Start Provided information

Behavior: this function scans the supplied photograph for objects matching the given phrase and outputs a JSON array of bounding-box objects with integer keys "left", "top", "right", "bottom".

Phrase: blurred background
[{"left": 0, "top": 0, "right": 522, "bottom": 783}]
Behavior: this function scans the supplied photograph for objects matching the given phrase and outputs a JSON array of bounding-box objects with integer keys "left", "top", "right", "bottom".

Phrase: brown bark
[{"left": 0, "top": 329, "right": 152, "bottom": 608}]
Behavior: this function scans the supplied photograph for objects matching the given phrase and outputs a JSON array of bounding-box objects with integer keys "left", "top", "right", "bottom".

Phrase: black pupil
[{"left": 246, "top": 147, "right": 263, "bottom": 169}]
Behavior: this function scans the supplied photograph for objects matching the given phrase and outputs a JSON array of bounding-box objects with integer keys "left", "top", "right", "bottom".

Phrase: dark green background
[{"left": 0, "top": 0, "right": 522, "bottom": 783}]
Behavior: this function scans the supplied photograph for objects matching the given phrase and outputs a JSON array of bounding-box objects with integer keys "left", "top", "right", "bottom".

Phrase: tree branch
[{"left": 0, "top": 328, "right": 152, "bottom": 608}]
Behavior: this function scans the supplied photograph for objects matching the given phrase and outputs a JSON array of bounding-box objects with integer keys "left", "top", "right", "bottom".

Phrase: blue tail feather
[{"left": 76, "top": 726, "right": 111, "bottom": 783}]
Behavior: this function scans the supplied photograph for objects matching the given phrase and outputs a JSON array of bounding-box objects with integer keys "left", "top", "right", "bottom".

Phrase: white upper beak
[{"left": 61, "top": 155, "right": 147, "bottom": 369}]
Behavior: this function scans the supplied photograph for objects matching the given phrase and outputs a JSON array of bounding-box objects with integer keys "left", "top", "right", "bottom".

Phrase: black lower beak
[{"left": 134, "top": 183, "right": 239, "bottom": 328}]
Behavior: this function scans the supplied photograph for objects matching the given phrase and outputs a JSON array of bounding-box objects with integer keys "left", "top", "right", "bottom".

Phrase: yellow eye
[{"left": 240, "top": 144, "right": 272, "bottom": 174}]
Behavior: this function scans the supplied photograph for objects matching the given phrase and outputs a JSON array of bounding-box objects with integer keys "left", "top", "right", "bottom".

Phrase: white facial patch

End Provided information

→ Goal: Which lines in the material above contain the string "background"? List every such line in full, counting a match only when the case is the same.

→ Exercise answer:
Phrase: blurred background
Phrase: dark green background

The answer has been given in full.